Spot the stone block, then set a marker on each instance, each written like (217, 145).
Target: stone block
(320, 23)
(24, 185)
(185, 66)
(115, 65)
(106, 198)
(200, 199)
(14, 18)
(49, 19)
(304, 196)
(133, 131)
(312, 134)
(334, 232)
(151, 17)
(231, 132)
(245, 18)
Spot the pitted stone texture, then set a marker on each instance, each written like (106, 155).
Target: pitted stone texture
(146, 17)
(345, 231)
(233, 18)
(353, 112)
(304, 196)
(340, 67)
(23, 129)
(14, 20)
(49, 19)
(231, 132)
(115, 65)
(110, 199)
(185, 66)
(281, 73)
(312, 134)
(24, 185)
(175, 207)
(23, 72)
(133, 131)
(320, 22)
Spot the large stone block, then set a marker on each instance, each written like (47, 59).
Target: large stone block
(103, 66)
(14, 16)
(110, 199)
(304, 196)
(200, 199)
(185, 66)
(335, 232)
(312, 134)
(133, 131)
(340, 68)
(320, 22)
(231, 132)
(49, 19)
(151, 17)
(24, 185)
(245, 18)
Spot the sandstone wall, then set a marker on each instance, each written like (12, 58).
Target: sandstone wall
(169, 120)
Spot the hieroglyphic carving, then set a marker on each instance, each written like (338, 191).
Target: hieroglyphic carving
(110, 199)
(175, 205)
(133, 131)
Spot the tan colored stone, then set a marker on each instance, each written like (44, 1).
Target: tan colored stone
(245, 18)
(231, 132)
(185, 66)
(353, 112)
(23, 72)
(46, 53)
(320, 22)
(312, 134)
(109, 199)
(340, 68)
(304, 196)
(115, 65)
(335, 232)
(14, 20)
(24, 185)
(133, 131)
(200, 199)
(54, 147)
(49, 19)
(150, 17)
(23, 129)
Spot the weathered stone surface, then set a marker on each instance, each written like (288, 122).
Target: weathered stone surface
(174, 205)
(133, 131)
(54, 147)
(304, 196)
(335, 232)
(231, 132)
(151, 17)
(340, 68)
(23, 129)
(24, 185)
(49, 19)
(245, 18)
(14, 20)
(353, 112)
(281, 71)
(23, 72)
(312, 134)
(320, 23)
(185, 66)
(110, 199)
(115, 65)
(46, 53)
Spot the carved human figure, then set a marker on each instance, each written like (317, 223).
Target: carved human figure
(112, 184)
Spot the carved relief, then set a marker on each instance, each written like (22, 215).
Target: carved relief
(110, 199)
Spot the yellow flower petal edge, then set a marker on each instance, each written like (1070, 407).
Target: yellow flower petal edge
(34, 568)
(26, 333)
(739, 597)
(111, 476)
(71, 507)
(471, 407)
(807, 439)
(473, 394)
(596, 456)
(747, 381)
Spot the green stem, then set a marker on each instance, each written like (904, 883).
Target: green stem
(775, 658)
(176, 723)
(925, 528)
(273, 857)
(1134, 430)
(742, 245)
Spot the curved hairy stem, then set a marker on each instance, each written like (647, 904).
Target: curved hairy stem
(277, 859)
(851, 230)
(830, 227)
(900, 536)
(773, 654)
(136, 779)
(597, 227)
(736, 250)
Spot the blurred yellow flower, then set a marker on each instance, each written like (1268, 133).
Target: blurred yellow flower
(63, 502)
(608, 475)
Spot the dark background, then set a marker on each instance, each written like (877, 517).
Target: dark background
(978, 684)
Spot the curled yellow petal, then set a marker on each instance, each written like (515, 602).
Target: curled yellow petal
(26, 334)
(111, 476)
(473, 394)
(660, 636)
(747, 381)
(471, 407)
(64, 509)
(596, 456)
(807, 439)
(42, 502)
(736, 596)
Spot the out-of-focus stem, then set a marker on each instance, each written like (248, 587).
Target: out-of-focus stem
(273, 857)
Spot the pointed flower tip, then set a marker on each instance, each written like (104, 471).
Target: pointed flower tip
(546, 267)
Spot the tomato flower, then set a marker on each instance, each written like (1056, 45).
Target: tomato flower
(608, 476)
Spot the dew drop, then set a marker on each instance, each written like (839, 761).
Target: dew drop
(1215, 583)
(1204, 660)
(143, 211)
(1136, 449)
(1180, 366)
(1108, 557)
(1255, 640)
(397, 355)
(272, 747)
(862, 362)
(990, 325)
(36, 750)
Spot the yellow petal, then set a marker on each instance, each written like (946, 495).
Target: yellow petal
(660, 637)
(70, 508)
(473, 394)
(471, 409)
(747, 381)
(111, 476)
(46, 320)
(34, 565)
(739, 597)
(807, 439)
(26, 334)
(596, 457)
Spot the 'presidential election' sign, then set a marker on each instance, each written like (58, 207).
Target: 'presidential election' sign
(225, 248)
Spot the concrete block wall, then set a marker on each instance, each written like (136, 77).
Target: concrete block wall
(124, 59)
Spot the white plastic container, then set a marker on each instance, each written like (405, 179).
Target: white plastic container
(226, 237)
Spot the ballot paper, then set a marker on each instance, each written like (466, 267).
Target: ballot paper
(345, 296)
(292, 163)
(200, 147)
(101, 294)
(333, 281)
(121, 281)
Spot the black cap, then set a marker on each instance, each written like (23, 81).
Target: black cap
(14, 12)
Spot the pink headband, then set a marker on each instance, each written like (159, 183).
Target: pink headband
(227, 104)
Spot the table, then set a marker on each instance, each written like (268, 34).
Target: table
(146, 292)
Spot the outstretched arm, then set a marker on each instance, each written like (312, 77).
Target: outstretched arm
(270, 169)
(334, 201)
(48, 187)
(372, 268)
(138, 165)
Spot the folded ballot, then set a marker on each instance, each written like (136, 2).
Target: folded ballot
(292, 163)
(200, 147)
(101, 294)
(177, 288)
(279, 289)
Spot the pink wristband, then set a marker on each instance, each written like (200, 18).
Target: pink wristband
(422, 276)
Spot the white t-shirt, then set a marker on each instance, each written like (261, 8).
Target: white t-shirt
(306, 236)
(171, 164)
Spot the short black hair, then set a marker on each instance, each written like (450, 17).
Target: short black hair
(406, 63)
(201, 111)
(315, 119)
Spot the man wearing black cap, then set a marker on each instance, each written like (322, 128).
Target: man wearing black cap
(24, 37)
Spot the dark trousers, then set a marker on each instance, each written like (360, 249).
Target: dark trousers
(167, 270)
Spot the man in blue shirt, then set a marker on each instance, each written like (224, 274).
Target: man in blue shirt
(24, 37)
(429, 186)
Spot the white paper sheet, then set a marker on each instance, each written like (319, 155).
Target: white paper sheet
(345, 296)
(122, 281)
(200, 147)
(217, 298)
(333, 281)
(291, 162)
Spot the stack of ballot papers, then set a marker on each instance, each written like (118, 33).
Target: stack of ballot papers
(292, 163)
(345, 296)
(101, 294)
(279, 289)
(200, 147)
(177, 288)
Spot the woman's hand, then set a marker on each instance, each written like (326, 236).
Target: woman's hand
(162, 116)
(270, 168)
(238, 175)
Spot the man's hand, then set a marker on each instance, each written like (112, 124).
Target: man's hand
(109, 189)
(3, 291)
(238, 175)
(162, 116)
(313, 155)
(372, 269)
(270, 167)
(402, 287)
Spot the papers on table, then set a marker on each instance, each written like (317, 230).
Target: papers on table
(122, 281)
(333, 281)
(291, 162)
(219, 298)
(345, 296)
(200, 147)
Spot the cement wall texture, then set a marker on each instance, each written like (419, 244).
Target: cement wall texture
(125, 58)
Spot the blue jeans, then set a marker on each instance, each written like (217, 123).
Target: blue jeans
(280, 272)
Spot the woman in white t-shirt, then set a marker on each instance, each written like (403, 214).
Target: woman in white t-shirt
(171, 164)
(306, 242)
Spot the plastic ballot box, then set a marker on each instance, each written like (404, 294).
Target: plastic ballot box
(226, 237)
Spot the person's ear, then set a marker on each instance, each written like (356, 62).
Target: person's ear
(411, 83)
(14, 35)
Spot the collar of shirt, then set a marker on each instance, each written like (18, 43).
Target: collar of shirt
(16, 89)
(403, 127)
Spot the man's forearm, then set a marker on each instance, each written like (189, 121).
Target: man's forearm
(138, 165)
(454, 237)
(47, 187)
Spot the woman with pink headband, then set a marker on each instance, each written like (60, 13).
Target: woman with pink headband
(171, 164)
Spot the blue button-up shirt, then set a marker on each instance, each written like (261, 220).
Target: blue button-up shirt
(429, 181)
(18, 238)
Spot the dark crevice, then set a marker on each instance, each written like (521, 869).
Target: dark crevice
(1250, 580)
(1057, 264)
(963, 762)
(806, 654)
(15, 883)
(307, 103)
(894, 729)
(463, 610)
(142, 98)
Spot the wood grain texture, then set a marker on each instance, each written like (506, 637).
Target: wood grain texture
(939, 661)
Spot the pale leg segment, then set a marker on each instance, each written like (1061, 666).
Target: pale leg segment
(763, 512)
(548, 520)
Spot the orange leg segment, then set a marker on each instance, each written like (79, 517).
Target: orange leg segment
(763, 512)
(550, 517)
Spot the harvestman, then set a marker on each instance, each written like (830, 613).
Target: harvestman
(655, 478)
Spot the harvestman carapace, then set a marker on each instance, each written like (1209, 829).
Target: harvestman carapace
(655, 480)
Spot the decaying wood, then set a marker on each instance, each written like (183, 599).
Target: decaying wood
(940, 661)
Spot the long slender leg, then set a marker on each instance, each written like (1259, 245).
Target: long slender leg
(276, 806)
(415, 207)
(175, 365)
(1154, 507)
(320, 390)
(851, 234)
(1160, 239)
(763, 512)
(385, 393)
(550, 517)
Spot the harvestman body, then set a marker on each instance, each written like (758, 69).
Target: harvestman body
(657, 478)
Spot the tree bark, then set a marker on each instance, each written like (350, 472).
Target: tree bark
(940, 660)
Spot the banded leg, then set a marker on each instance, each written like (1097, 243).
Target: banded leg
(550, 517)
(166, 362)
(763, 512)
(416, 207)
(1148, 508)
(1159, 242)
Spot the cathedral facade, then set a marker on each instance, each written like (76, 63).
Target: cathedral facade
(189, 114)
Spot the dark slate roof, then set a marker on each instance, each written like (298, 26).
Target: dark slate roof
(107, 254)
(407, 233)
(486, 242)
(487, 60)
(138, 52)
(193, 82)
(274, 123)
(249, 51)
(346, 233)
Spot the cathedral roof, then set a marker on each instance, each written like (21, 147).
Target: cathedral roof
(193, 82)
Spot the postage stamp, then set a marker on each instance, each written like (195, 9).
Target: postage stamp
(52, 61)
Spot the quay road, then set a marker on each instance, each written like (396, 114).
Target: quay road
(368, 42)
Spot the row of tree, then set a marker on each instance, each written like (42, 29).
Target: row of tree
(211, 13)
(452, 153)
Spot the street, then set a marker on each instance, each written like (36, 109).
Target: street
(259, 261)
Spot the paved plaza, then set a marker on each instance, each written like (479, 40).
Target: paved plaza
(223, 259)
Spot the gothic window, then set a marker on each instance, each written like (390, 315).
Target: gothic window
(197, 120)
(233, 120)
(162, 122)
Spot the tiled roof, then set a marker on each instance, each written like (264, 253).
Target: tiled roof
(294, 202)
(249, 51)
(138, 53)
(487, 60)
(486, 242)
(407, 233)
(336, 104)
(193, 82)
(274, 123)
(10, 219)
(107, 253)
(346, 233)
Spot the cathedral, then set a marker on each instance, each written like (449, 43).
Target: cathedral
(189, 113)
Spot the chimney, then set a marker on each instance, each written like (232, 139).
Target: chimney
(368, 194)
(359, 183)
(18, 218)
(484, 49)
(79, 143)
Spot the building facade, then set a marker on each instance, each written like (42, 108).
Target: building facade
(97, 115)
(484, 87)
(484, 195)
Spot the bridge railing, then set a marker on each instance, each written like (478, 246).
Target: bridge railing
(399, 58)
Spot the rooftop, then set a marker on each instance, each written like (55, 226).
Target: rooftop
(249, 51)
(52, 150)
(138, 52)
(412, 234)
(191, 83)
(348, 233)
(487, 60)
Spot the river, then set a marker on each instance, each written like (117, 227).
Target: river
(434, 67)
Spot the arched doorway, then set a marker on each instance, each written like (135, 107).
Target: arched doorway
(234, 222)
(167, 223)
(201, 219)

** GOAL **
Every line from the one containing "Spot the bridge" through the last line must be copied exactly; leave out the rest.

** RESPONSE TO THIS EXERCISE **
Spot the bridge railing, then set a marker on each instance, each written like (478, 246).
Target: bridge railing
(399, 58)
Spot the rooftop, then set a marker on each instance, each written like (55, 226).
Target: rooftop
(249, 51)
(52, 150)
(138, 52)
(412, 234)
(191, 83)
(348, 233)
(487, 60)
Spot the river, then set a marker on each instance, each written like (117, 227).
Target: river
(434, 67)
Spot the arched doorway, then set a marker on each instance, each written like (135, 107).
Target: arched doorway
(234, 222)
(167, 223)
(201, 219)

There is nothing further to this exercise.